"""

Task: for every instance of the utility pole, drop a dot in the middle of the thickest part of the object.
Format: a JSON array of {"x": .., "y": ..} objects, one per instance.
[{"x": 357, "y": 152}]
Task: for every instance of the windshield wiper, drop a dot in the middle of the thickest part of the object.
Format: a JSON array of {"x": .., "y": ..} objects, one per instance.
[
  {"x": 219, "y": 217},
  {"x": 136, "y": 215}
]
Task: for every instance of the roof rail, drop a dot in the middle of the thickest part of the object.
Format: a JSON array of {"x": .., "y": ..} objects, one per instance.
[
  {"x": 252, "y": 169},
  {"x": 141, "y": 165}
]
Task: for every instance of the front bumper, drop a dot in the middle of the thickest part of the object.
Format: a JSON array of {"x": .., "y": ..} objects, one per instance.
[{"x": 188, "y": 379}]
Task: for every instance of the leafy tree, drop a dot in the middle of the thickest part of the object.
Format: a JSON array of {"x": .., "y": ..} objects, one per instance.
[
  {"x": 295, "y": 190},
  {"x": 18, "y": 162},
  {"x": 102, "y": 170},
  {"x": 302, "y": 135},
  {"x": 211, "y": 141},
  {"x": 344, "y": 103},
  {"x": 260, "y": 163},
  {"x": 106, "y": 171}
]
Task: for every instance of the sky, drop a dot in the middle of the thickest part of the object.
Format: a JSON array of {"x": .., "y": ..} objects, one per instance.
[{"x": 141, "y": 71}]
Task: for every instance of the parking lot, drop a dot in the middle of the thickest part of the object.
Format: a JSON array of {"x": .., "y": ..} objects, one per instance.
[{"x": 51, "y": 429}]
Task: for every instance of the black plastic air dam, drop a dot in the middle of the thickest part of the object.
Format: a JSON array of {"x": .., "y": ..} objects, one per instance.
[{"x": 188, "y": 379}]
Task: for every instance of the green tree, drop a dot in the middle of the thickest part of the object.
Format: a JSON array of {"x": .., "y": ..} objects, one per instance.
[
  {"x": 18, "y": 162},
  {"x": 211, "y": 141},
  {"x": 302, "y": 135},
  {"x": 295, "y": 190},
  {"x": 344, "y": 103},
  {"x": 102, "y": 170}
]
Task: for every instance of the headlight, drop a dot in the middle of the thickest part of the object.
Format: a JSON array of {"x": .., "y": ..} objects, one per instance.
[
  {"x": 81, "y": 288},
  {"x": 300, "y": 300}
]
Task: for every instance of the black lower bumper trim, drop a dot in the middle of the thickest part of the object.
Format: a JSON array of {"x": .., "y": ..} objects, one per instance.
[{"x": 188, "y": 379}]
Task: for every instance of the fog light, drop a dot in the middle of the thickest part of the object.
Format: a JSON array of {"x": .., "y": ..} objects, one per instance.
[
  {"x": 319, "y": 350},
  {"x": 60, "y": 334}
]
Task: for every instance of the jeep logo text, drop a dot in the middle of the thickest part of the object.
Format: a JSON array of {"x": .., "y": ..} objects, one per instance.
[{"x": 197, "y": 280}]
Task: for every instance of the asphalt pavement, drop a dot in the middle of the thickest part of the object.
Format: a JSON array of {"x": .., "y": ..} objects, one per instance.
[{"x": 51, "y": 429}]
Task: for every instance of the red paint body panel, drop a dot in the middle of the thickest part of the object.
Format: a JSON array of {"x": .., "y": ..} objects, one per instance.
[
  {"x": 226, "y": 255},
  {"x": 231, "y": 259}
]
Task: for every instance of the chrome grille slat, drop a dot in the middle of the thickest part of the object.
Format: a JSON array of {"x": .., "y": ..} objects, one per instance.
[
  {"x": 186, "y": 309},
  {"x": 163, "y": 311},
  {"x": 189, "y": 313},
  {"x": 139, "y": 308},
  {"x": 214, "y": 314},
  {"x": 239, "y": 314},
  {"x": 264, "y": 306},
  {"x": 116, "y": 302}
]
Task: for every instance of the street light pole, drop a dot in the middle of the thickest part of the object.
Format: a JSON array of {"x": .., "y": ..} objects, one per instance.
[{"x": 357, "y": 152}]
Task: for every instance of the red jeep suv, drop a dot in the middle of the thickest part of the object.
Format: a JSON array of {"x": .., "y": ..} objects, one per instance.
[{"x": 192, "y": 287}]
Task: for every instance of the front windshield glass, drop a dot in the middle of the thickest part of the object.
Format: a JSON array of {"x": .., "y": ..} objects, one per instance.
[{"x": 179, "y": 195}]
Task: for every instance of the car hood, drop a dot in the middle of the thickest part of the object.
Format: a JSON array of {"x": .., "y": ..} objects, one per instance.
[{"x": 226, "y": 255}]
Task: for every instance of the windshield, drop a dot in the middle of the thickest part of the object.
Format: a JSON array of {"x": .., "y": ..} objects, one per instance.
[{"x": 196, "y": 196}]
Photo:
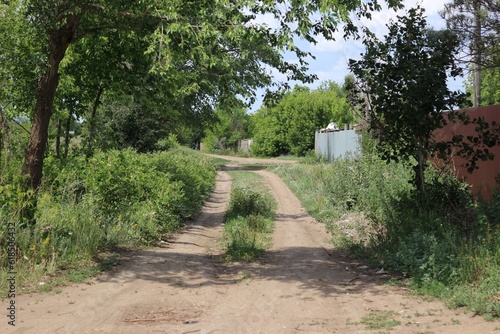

"""

Which lines of the listing above contain the string "black"? Return each of those lines in full, and treat the match as case-sensitive.

Task: for every instance of the black plastic air dam, drop a dot in the middle of the thickest part of the object.
Task: for every instance of the black lower bumper trim, drop a dot in the middle of the thickest part of the object.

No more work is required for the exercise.